Action item ::
Only one stretch of the records below is wanted: the lines from the one holding "Query: badger's head" through the one holding "# for each instance of the badger, put". Return it exactly, both ends included.

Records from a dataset
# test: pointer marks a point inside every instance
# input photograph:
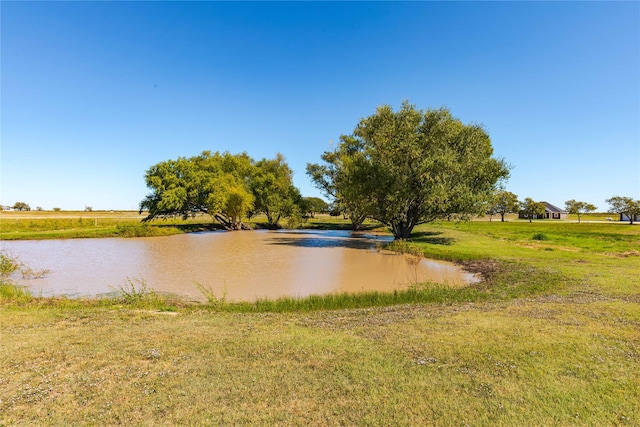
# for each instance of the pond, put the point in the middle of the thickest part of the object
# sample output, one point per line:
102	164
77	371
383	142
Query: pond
242	266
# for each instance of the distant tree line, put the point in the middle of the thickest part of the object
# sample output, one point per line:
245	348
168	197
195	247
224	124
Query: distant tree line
504	202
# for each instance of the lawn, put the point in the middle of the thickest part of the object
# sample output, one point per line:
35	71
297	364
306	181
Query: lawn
550	337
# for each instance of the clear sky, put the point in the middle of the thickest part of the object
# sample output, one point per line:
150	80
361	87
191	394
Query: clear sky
94	93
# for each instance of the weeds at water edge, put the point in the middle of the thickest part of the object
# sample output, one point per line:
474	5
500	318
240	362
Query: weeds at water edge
211	297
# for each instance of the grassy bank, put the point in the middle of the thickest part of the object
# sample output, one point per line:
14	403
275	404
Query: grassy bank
550	337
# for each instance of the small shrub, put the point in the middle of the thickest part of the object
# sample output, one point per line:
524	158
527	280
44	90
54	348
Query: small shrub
136	291
211	297
8	265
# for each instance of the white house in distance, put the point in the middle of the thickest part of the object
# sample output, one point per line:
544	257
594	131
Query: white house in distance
550	212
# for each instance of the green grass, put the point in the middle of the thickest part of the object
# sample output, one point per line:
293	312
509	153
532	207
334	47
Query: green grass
551	336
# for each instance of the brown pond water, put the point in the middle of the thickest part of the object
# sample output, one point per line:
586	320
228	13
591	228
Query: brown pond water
243	266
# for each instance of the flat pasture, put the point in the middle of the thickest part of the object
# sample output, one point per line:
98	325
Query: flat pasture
550	336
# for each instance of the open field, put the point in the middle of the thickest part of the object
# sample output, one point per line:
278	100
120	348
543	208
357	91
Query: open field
550	337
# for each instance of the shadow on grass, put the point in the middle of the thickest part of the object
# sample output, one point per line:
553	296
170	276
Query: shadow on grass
431	237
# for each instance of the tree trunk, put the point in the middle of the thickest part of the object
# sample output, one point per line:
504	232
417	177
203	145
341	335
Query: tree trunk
401	230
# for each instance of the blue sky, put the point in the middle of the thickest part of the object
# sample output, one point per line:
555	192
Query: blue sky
94	93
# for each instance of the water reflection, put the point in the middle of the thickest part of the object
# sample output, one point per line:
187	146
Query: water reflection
241	265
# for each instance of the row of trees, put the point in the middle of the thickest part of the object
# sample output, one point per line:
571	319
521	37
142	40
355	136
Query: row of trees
229	187
626	206
407	167
505	202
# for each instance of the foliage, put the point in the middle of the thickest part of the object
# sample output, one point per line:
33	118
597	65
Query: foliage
624	206
579	208
314	205
503	202
343	179
21	206
532	209
540	236
209	183
225	186
410	167
274	192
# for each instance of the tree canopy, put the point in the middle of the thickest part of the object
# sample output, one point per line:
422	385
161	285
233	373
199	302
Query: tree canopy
624	206
579	208
223	185
503	202
410	166
530	208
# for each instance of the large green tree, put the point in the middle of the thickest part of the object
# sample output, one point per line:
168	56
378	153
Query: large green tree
410	166
625	206
313	205
344	178
579	208
532	209
274	192
503	202
215	184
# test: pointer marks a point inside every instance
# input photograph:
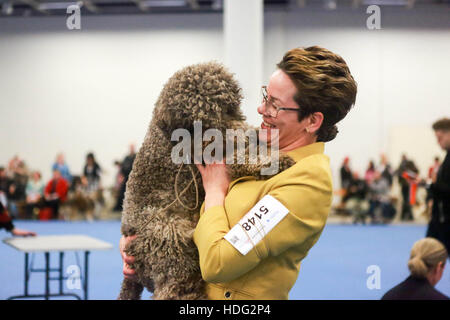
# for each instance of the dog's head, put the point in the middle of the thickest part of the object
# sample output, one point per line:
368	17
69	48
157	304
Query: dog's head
204	92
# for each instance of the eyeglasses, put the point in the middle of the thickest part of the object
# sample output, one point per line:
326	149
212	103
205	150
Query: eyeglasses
269	105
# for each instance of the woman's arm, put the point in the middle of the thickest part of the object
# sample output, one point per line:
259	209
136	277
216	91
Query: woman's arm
307	196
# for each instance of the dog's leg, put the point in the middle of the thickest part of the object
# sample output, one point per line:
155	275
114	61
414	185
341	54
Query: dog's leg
130	290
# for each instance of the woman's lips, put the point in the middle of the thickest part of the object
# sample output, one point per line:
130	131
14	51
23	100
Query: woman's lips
265	125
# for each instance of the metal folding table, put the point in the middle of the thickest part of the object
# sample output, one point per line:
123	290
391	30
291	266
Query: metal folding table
56	243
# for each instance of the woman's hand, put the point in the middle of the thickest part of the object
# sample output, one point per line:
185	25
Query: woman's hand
215	179
127	260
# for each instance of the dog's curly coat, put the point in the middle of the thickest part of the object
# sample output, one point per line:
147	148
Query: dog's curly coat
166	258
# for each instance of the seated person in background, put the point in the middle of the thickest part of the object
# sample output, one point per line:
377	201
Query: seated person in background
379	197
78	200
426	264
355	198
55	193
6	222
34	192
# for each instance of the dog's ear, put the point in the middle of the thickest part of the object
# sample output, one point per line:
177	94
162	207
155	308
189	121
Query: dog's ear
204	92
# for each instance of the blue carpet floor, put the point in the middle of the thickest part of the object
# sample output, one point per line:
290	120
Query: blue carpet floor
336	267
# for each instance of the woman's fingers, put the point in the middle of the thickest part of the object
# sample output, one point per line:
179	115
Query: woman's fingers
128	272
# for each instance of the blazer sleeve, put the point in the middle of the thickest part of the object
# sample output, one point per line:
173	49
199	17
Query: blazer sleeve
308	199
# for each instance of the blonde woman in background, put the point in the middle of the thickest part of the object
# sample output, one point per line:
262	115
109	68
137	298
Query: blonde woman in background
426	264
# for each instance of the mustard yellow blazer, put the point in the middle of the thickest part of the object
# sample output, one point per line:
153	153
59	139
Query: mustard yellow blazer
270	269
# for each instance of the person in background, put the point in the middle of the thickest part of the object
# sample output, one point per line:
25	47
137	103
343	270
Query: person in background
346	179
370	173
6	221
62	167
355	199
34	192
426	264
439	225
16	194
433	170
386	170
346	173
406	173
55	193
125	170
92	173
379	198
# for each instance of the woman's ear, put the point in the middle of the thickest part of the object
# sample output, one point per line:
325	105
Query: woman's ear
315	121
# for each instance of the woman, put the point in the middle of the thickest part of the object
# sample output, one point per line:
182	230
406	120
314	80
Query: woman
92	172
34	192
310	92
426	264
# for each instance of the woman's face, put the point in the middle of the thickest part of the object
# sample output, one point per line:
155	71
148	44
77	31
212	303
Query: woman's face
281	91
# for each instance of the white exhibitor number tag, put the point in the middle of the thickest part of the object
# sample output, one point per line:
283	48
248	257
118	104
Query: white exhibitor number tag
254	226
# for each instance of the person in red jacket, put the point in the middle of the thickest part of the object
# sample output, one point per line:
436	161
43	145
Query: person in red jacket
55	193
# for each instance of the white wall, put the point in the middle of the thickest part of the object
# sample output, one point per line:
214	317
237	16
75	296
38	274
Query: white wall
94	89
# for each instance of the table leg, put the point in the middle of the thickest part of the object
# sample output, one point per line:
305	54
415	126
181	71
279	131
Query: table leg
86	259
61	256
47	272
26	273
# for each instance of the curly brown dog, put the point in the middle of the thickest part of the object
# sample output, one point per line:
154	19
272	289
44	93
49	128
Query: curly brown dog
162	197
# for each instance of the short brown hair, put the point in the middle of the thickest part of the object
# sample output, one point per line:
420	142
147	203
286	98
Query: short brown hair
324	84
442	124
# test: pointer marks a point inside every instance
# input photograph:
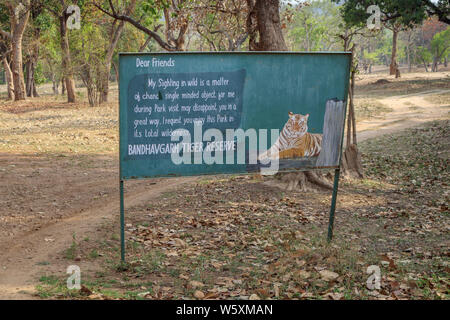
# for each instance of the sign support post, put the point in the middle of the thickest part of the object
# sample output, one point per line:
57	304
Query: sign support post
333	204
122	225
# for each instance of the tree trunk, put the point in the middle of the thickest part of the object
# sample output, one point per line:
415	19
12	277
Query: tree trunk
425	65
55	84
9	79
66	60
434	68
18	24
116	71
408	56
264	19
394	66
269	26
104	81
63	86
351	158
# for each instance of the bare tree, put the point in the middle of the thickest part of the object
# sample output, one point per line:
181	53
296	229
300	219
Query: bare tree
115	32
19	11
176	20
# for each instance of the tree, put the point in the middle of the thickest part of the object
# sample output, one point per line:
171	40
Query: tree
397	15
59	10
176	19
115	31
220	25
264	27
440	47
263	23
4	54
313	26
19	13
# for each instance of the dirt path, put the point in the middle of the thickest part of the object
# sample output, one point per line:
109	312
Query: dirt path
24	256
408	111
21	262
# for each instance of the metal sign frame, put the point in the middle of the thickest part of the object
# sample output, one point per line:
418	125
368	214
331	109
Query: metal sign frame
336	168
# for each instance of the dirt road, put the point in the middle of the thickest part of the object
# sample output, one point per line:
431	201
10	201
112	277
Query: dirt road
407	111
79	201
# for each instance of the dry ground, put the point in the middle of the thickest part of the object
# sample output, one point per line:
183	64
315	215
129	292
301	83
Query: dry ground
59	198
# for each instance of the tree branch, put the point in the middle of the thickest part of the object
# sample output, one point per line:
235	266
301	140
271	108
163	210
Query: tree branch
139	26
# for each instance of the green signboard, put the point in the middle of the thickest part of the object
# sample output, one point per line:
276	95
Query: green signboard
165	95
211	113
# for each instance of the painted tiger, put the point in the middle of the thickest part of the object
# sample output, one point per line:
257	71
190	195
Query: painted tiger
294	140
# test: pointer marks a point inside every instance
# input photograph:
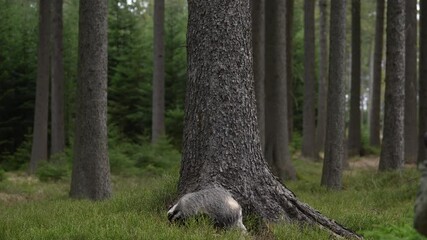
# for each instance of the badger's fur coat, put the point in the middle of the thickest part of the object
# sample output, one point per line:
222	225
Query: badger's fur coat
216	202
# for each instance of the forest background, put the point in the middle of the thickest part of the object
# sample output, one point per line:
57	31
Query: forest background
130	73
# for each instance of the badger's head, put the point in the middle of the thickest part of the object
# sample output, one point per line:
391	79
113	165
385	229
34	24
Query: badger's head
174	213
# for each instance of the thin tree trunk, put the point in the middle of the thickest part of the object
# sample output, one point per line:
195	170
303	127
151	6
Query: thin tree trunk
309	121
158	128
91	170
392	146
57	95
221	138
422	153
39	146
374	120
323	76
289	68
258	46
411	128
420	218
334	144
276	126
354	132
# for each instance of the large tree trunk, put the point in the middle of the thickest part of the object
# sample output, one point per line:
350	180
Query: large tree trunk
57	95
91	170
309	121
221	138
334	143
276	116
422	153
354	131
411	128
374	116
392	146
258	46
158	116
323	77
39	146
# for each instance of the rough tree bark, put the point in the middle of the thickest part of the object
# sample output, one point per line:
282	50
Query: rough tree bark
411	128
91	170
258	44
276	116
354	129
221	138
334	143
158	116
309	122
422	152
392	145
323	76
57	95
374	116
39	146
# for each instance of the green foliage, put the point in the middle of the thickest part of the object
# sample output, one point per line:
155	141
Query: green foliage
367	148
394	232
49	171
18	44
376	205
296	141
2	174
20	158
141	158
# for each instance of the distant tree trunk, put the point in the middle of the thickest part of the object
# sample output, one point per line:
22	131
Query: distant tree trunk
221	139
392	146
309	115
420	218
91	170
158	128
334	144
354	131
323	76
411	130
289	73
57	95
276	117
39	146
374	120
422	153
258	46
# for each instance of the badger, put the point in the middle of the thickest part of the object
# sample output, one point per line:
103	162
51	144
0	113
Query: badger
216	202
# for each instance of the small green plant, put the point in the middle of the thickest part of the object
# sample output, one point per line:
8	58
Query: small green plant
367	148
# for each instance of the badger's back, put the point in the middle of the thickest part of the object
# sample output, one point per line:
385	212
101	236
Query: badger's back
215	202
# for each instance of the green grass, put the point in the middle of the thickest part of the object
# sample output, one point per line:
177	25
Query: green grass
377	205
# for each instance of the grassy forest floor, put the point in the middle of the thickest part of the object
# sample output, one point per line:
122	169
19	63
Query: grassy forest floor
376	205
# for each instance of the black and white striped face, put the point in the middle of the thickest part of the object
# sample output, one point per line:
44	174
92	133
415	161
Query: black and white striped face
174	213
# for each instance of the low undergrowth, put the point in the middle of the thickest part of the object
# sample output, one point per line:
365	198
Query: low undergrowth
376	205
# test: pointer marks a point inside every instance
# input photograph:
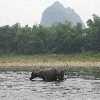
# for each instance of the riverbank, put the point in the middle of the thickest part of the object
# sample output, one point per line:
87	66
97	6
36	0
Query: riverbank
30	62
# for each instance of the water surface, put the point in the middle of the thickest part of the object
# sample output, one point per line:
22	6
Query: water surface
17	86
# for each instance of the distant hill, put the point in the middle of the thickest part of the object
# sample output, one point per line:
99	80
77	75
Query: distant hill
58	13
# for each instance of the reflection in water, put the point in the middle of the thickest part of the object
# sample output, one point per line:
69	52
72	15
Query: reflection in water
17	86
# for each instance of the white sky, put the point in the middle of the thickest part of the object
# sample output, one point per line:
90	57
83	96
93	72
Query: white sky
29	11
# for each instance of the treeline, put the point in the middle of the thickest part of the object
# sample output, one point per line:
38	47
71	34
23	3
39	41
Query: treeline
60	38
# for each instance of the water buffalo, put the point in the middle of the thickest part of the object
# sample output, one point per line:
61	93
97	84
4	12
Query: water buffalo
49	75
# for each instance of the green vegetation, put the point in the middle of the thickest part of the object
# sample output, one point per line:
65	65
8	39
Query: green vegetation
58	39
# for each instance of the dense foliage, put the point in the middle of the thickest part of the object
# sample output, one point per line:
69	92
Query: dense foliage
60	38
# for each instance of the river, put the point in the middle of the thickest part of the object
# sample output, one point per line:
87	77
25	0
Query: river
17	86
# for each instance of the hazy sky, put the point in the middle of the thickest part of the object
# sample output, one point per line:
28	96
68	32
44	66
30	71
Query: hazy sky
29	11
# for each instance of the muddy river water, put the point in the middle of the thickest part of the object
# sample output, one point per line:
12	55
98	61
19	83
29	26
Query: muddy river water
17	86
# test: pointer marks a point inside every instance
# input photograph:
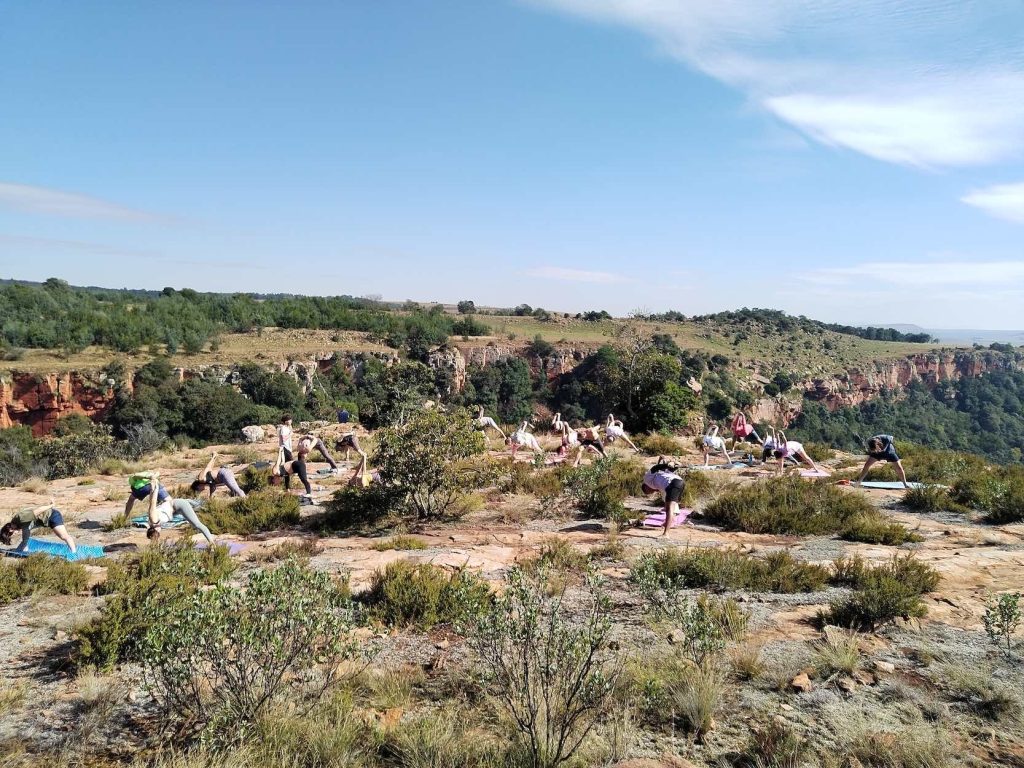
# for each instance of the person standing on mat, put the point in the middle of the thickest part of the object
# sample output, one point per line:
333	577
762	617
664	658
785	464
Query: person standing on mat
742	429
211	477
882	448
310	442
482	423
663	477
285	436
712	442
794	451
616	429
40	517
162	507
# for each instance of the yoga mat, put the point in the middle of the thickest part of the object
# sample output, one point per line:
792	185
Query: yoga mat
57	549
890	484
143	522
657	520
233	548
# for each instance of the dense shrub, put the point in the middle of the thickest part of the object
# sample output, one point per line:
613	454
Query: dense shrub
40	574
137	590
266	510
408	595
881	594
791	505
730	569
221	657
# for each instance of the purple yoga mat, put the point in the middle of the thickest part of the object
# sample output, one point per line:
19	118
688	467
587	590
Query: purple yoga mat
657	520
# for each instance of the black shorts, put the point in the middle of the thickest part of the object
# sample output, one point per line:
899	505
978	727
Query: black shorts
675	491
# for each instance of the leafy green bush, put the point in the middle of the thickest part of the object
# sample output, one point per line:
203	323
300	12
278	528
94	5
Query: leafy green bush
40	574
791	505
426	459
220	657
267	510
881	594
730	569
408	595
136	591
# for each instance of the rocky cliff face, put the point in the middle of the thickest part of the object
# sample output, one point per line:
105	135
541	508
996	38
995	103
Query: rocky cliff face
38	401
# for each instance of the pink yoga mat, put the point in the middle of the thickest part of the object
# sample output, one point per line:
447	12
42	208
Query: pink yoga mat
657	520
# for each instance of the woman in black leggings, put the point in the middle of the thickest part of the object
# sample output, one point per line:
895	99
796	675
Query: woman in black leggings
283	470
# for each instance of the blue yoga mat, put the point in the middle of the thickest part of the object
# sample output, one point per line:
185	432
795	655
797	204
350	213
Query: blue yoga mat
57	549
889	484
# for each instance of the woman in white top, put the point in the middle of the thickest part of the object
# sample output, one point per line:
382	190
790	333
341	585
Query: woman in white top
713	442
615	429
793	450
663	477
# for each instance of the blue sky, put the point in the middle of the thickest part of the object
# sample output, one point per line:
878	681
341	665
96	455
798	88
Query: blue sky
852	160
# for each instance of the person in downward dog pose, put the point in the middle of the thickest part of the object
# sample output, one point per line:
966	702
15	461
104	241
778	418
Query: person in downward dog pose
211	477
663	477
309	442
882	448
481	423
712	442
522	437
284	469
161	508
742	429
46	516
590	441
793	450
615	429
349	442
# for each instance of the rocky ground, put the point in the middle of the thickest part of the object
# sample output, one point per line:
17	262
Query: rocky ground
905	668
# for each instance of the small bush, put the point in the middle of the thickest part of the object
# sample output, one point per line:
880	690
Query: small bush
222	656
40	574
270	510
881	594
655	443
401	543
731	569
408	595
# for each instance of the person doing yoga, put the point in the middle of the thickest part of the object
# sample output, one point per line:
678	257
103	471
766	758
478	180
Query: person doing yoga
310	442
742	429
522	437
40	517
614	429
162	508
590	440
882	448
712	442
211	477
285	436
793	450
663	477
284	469
482	423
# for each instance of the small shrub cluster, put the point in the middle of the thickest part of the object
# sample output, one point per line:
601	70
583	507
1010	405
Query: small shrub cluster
793	506
729	569
881	594
137	590
268	510
408	595
40	574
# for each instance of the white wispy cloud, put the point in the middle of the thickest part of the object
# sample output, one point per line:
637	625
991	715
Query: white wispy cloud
906	274
58	203
1001	201
925	83
577	275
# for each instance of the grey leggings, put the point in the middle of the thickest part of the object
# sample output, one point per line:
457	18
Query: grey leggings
226	477
184	508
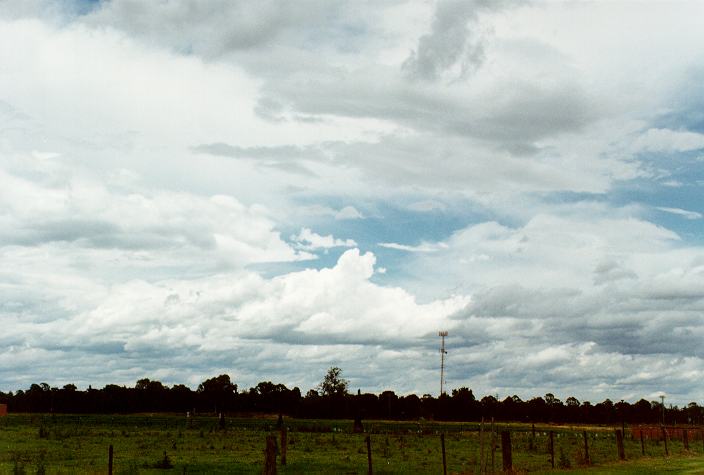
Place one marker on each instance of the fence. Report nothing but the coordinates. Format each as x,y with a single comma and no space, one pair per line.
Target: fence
207,444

Reply to the task ::
Query: badger's head
174	213
# for each instance of the thin tree trunk, put the point in the middle of the thickest part of the object
# sample output, one point per line:
195	170
303	127
151	6
Query: thin tree trunk
309	121
158	128
91	170
392	146
57	95
221	138
422	153
39	146
374	120
323	76
289	68
258	46
411	128
420	218
334	144
276	126
354	132
# for each instance of the large tree trunk, put the point in the middle of the thickest part of the object
# sample output, one point per line:
350	180
Query: large tree trunk
57	95
91	170
309	121
221	138
334	143
276	116
422	153
354	131
411	128
374	116
392	146
258	46
158	116
323	77
39	146
# for each instance of the rough tree bark, put the point in the middle of the thickest part of the object
# sample output, one point per line:
282	50
Query: rough tree bark
411	128
91	170
258	44
276	116
354	129
221	138
334	143
158	116
309	122
422	152
392	145
323	76
57	95
374	116
39	146
# for each instance of the green foliage, put the point in the middle of the thickest part of the object
# sample output, one point per line:
155	141
Query: green foliage
367	148
394	232
49	171
18	44
376	205
296	141
2	174
20	158
141	158
# for each instance of the distant tree trunk, put the point in the middle of the thickest part of the object
# sample output, one point per line:
22	131
Query: distant tree trunk
221	139
392	146
309	115
420	218
91	170
158	128
334	144
354	131
323	76
411	130
289	73
57	95
276	117
39	146
374	120
422	153
258	46
# for each instance of the badger, put the point in the middle of the thickest part of the object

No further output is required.